Records taken from a collection
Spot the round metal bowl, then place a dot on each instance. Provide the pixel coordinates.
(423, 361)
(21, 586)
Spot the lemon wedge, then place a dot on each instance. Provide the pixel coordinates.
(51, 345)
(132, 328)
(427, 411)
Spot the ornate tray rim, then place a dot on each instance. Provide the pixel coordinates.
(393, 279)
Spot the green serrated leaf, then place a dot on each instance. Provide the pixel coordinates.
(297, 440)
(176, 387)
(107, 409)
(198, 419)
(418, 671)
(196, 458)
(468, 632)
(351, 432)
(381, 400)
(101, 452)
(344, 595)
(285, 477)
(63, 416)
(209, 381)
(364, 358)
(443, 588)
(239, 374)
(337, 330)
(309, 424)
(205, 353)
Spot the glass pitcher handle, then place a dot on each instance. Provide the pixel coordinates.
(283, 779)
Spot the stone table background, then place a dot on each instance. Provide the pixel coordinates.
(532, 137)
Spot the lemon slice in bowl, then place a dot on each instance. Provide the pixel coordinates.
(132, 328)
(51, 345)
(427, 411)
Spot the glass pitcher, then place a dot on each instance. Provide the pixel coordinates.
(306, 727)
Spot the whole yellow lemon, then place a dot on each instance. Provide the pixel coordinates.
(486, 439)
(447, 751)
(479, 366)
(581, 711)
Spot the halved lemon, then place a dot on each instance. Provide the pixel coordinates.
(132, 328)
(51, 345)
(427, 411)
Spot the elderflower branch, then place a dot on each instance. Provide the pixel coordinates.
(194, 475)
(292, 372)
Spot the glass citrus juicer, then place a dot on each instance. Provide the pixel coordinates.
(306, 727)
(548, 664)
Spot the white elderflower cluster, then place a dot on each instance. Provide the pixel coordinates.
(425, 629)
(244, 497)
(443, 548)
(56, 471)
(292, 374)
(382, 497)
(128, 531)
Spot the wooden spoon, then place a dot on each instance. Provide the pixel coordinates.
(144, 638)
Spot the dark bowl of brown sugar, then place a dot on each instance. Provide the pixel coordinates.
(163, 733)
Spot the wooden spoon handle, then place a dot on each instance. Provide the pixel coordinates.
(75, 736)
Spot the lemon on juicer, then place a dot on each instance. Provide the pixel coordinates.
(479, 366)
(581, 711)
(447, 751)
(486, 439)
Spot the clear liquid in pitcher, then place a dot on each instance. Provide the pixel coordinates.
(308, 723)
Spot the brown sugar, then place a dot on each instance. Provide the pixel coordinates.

PROBLEM DESCRIPTION
Reproduce the records from the line containing "Spot the dark" through the end of the records, both inclusive, renaming "brown sugar" to "cane sugar" wherever it occurs and leaving all else unchanged.

TASK OUTPUT
Spot the dark bowl of cane sugar, then place a dot on each instance. Provide the pixel coordinates.
(163, 733)
Spot the wooden spoon handle, then place a dot on each instance. Provide the pixel coordinates.
(75, 736)
Spot the lemon on juicer, then place a dot on each instance. Provide the pixel coordinates.
(479, 366)
(581, 711)
(447, 751)
(486, 439)
Spot the clear liquid in pitcher, then place a dot on each instance. Provide the pixel coordinates.
(308, 723)
Spot the cane sugar, then place a dot on each instance. Provide the pixel coordinates.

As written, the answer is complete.